- **Data extract**:
** begin **

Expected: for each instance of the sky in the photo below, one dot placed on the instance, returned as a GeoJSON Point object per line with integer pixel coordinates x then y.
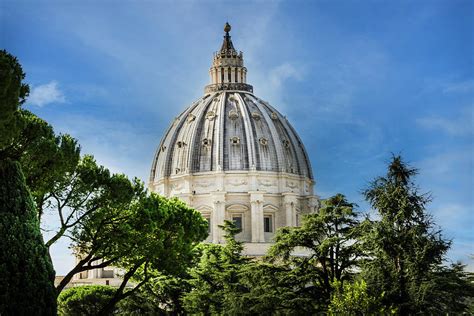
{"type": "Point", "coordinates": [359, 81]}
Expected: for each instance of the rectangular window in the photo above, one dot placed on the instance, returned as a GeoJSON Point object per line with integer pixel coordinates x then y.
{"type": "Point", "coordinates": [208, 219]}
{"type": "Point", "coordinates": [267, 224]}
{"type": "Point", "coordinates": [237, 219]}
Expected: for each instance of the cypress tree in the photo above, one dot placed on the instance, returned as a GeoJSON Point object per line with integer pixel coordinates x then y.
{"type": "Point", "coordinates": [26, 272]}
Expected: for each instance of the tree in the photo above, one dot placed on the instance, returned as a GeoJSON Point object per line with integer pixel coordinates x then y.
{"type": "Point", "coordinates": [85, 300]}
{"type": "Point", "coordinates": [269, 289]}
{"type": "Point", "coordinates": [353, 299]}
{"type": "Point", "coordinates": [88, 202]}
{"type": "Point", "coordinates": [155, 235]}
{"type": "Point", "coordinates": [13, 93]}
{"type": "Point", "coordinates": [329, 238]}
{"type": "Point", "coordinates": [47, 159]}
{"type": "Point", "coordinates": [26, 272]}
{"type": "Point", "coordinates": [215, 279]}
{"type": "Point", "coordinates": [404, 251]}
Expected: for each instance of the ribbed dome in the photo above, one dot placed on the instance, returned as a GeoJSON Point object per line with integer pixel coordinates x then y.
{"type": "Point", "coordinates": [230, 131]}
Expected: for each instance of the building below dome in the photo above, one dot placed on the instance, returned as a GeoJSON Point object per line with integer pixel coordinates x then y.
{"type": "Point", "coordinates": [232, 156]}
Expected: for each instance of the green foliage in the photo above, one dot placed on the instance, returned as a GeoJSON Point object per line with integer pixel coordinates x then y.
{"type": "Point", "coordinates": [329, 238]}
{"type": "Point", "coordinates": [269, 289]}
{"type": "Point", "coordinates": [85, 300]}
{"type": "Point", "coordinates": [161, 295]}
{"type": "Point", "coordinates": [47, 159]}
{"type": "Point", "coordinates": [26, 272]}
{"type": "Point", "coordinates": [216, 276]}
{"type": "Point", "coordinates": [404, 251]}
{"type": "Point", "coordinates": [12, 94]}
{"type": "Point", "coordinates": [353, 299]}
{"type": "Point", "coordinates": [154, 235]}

** end **
** begin **

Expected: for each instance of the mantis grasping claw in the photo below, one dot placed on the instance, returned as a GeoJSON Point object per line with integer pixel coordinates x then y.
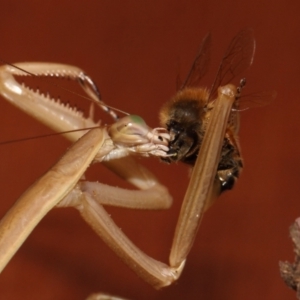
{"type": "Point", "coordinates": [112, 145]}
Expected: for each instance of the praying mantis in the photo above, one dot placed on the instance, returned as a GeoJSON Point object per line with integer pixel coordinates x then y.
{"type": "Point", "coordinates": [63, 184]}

** end **
** begin **

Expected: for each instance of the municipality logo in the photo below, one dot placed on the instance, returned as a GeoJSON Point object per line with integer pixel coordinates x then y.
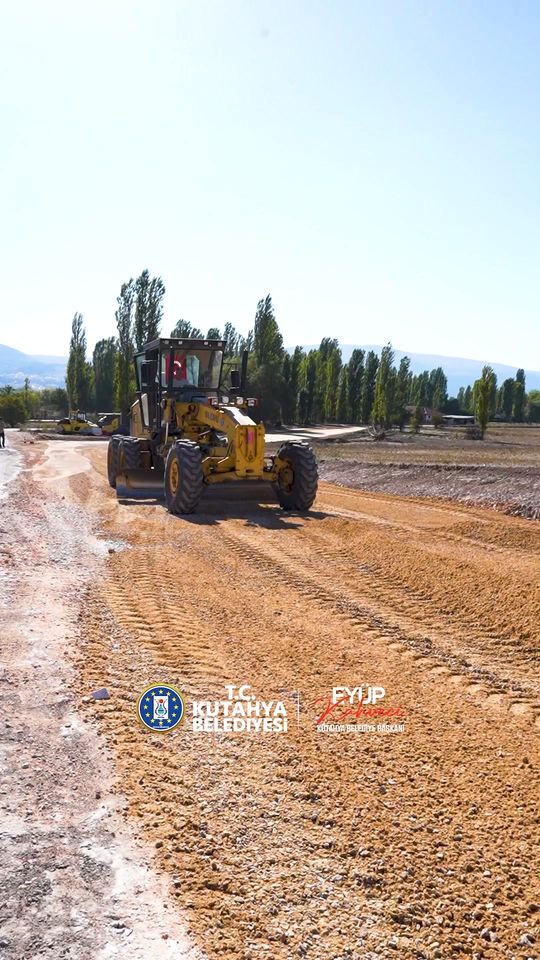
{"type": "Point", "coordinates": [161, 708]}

** end **

- **Problem description**: Gather every line of the rows above that contains the word "tree", treating uppercase and lowercase as different.

- **Solution**:
Expected: for each instance of the cypress tree in the photo above, one dot placed on the instance, returned as a GeoJSON Point object per line with integer pixel coordinates x then y.
Expected: for each instance of the tree in the photo above, one dot placed on the instance, returned as a GeoJSON Point object per line with integer pixel coordinates x then y.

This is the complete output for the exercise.